**Document passage**

⁂

Purpose: The objective of this study was to assess whether the EQ-5D independently predicts all-cause mortality and first hospitalization in a generic elderly population and to evaluate the relationship between the EQ-5D "Class of problems," the EQ-5D index, the EQ-Visual Analogue Scale (EQ-VAS), and the number of hospitalizations occurring over a 2-year period.
Methods: The data were collected in a longitudinal study (over 5 years) conducted on 9,644 elderly people in northern Italy with 5,256 completed questionnaires returned. Multivariate Cox's proportional hazards models were used to assess the effect of the EQ-5D questionnaire on 12 and 24 month mortality and first hospitalization risk, controlling for sociodemographic and medical covariates. Multivariate Zero-Inflated Poisson models were performed to test the association between the EQ-5D "Class of problems," the EQ-5D index and EQ-VAS and the number of hospitalizations over 2 years.

⁂

(Saved entries)
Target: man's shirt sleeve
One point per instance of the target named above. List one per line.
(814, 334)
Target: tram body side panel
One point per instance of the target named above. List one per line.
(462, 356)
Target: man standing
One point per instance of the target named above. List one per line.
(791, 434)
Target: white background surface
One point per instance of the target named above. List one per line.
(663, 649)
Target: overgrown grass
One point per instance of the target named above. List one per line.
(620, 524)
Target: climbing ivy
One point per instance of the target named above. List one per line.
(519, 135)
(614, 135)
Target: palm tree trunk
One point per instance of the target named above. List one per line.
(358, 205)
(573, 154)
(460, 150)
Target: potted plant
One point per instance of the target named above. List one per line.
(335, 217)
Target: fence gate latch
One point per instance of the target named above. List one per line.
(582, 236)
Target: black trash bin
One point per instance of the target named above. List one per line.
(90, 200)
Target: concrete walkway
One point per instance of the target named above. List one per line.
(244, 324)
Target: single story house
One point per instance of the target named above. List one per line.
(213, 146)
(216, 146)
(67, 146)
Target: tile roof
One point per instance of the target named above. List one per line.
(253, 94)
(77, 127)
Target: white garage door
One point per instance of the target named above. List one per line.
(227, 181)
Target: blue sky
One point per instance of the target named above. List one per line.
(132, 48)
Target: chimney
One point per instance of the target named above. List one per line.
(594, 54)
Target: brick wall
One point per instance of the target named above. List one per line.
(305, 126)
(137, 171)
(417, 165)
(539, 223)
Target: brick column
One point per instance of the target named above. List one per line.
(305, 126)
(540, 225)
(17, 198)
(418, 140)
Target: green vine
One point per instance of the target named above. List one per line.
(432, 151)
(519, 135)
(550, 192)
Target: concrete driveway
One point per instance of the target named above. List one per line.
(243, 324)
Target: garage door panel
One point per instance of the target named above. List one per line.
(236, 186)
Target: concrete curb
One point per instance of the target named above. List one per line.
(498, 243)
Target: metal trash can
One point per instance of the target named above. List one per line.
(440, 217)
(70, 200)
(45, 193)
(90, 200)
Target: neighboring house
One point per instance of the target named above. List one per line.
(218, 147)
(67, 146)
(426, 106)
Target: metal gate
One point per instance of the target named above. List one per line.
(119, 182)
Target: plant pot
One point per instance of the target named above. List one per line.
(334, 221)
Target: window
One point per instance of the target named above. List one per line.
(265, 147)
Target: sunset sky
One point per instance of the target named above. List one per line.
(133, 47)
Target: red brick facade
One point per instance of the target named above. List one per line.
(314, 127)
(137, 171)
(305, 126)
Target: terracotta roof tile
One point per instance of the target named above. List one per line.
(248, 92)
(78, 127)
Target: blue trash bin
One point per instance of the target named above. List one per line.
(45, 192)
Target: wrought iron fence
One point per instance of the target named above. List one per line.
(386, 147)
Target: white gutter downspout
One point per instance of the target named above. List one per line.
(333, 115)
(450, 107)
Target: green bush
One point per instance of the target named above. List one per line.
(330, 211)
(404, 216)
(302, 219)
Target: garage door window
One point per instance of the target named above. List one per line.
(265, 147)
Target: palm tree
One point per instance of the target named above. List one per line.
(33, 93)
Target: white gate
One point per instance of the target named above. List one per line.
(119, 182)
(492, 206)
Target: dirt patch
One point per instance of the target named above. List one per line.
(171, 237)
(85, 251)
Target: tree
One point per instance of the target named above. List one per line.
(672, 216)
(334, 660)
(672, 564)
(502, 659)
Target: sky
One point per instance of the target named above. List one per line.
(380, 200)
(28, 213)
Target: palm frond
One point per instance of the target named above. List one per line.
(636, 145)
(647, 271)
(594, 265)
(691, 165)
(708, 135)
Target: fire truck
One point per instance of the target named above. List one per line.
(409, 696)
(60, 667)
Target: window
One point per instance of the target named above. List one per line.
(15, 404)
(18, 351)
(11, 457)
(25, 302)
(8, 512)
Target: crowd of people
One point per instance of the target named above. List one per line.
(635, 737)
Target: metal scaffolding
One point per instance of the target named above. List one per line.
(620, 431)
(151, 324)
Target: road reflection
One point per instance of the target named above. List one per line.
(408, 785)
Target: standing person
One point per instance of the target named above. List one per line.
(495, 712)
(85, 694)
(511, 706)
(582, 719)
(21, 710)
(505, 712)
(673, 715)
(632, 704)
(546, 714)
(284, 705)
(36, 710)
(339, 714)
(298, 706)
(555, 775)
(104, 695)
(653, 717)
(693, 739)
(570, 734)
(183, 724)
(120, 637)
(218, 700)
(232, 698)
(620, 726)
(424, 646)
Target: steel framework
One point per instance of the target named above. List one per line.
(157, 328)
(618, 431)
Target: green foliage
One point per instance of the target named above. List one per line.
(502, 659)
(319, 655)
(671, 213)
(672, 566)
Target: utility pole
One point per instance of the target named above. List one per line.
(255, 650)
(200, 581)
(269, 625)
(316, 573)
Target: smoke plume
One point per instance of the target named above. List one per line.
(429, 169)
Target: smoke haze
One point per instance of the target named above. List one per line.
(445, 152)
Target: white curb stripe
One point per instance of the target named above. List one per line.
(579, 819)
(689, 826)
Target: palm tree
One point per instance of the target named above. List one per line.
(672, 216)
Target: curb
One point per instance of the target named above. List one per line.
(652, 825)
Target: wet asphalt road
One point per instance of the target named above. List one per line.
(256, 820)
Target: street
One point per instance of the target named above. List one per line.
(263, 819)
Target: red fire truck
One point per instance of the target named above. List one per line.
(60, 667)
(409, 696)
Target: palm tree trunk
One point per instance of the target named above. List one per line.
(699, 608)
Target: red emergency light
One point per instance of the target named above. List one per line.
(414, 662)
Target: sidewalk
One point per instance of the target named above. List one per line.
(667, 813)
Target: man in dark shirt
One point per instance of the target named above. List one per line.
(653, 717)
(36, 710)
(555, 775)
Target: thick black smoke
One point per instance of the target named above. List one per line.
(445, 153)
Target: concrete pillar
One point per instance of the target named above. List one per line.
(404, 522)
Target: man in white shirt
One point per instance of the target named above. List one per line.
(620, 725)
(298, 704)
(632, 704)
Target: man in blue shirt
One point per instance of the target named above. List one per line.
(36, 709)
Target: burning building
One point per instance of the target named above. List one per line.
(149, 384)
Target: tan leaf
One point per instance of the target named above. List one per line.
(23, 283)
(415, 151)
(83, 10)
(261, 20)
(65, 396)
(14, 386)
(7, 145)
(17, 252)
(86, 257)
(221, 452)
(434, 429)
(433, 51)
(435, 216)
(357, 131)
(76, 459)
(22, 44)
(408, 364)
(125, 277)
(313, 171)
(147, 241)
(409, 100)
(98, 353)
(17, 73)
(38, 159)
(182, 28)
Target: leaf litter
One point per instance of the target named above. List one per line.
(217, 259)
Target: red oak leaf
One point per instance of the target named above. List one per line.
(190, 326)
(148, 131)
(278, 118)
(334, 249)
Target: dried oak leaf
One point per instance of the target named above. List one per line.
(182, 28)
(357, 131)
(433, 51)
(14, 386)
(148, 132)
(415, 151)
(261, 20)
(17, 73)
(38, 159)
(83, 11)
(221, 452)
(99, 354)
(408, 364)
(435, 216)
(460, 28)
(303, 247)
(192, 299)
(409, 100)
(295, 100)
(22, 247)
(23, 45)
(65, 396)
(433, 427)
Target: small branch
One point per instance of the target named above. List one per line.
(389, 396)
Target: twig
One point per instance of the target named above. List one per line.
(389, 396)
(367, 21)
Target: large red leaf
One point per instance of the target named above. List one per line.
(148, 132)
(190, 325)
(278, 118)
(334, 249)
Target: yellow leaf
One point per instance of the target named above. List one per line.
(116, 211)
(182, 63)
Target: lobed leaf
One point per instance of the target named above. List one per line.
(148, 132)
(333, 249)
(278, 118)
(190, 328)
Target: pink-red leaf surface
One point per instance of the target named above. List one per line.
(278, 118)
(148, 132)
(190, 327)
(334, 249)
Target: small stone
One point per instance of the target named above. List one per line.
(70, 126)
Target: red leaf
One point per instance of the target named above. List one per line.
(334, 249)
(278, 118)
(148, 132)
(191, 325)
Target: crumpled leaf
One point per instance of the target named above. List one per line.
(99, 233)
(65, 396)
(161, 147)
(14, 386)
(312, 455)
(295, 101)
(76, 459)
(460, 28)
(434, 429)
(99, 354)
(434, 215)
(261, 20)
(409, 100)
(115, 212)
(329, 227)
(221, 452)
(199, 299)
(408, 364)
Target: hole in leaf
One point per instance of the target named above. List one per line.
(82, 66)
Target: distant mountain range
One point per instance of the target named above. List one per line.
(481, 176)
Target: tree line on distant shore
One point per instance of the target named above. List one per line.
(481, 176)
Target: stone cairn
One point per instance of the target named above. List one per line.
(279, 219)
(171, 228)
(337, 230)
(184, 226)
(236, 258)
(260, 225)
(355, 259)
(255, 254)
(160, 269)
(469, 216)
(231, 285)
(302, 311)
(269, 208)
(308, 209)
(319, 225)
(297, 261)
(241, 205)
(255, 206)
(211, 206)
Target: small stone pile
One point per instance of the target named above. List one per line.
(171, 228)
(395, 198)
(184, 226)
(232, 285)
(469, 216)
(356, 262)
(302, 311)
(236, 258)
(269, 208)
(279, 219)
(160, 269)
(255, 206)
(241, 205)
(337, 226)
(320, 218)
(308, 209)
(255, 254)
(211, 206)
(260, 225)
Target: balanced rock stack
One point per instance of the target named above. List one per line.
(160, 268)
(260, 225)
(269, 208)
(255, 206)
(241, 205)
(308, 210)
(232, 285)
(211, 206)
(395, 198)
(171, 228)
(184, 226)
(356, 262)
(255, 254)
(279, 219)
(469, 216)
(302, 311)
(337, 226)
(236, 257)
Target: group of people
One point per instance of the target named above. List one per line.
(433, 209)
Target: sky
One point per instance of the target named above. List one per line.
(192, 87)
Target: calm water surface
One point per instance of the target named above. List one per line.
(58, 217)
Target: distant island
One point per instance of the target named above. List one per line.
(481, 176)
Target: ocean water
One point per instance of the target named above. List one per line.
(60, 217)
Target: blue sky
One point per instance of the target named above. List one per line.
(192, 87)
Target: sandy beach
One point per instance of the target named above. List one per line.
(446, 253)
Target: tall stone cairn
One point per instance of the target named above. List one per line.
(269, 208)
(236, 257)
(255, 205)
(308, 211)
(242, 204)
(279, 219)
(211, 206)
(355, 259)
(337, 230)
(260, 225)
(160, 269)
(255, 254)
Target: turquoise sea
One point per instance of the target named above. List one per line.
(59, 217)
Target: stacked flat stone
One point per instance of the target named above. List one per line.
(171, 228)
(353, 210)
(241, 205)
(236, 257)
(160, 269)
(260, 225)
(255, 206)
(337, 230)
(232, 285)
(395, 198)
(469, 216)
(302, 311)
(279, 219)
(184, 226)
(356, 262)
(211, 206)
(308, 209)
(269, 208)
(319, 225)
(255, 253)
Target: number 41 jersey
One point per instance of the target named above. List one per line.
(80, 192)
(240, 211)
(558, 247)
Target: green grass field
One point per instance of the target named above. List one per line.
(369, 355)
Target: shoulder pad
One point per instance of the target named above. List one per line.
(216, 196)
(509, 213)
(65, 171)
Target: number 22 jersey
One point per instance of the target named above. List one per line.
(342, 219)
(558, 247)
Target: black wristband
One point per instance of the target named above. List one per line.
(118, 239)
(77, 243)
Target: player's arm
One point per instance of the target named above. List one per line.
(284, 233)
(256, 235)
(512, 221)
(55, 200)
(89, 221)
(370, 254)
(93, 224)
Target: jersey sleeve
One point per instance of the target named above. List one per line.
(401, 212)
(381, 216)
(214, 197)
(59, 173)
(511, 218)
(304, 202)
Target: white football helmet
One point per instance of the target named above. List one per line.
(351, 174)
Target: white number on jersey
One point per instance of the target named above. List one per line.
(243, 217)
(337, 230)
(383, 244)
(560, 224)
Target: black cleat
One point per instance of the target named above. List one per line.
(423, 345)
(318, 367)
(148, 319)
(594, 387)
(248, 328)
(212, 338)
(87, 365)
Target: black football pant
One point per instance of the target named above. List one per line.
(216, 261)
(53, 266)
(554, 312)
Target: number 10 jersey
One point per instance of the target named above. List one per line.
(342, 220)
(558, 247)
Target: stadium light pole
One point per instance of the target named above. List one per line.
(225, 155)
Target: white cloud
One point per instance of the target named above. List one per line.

⁂

**Tasks to complete**
• a. Reproduce the EQ-5D study abstract word for word, starting at "Purpose: The objective" and ending at "a 2-year period.".
• b. Pick up the EQ-5D mortality study abstract after its last sentence and keep writing it.

**Responses to the exercise**
• a.
Purpose: The objective of this study was to assess whether the EQ-5D independently predicts all-cause mortality and first hospitalization in a generic elderly population and to evaluate the relationship between the EQ-5D "Class of problems," the EQ-5D index, the EQ-Visual Analogue Scale (EQ-VAS), and the number of hospitalizations occurring over a 2-year period.

• b.
Results: The EQ-5D "Class of problems," EQ-5D index, and EQ-VAS were consistently associated with mortality and first hospitalization rates. The EQ-VAS was associated with the number of hospitalizations over 2 years, though the EQ-5D "Class of problems" and EQ-5D index were not.
Conclusions: The EQ-5D questionnaire is a useful predictor of mortality and first hospitalization in a generic elderly population in Italy. This suggests that it would be a good instrument for evaluating the effect of social/medical actions in a population-based study.